Text section
Advertisement

Antediluvian Anxieties : Can Small Firms Handle Welfare Flood?

TIMES STAFF WRITER

Three years ago, Mary Flowers hired welfare recipients to fill entry-level jobs and to get tax credits for her fledgling prefabricated construction company in Pomona.

Now, with sales expected to reach $2 million this year, Flowers says Sturdy Quick Building Systems is too successful to take on such help anymore.

“We’re growing and we have no time to train,” she said. Hiring people on welfare is “not as easy as it seems. Usually the skills are not in place.”

Advertisement

With President Clinton expected to sign sweeping reforms that may force as many as 14 million aid recipients onto the job market, many small companies such as Flowers’ could be expected to absorb most of the new workers. After all, major corporations are still downsizing and small businesses continue to create most of the country’s new jobs.

Indeed, fast-food, service and franchise industry executives say welfare recipients could help alleviate chronic labor shortages in these industries.

But the experiences of small-business owners such as Flowers, coupled with the doubts of some small-business activists, raise questions whether small businesses can be counted on to help the overhaul of welfare succeed.

Advertisement

Leaders of some business groups as well as individual business owners who have hired welfare recipients say many lack the skills and motivation to help small businesses stay in the black. Some even worry that welfare cutbacks will hurt businesses indirectly if homelessness, loitering and street crime increase.

“In every aspect of where these people are going to go, they’re going to affect small business,” said Scott Hague, a San Francisco-based lobbyist for the California Assn. of Small Business.

With the recently enacted federal minimum wage increase coming about the same time as the welfare changes, low-skilled and undereducated welfare recipients might also find themselves competing against better-trained and -educated housewives and students lured into the job market by higher wages, said Shirley Knight, assistant state director for the National Federation of Independent Business.

Data section
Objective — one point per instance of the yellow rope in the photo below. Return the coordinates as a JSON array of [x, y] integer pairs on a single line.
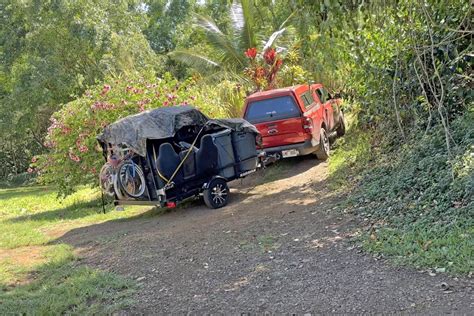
[[185, 157], [158, 170]]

Work required
Pick up the article about small firms and welfare reform at the point where it stops, and continue it.

Response to this task
Advertisement

“The timing is kind of bad,” agreed Betty Jo Toccoli, president of the California Small Business Assn. For small businesses, the wage hike may eat up money that otherwise would have gone to hire new workers, she said.

“I’m not sure that both things can happen at the same time,” Toccoli said, adding that small businesses, more than large corporations, need every employee to pull their weight.

Flowers said small businesses like hers can now easily find experienced workers from among those being shed by corporations.

Advertisement

“We can get pretty good skilled people with the same effort that we get the unskilled,” she said.

For industries that provide thousands of low-skilled, entry-level jobs, the addition of thousands of welfare recipients to the job market may actually be a boon. Although they may be undereducated, untrained and lacking in work experience, those characteristics are not a barrier to many jobs paying minimum wage, some employers say.

“Our industry has always faced a labor shortage,” said Alberta Hultman of the California Restaurant Assn., adding that the number of restaurant jobs nationwide is predicted to grow 44% this year alone. “We think we have opportunities for those people.”

Franchise stores also typically suffer from labor shortages and are likely to hire welfare recipients, said Terry Hill, spokesman for the International Franchise Assn. An estimated 500,000 franchise stores nationwide operate with 8 million employees, half of them at entry-level, minimum-wage jobs, Hill said. The number of stores continues to grow and turnover remains high, he said.

Knight said California’s service-oriented businesses, including small retail stores and health-care companies, will probably be able to provide entry-level jobs to welfare recipients.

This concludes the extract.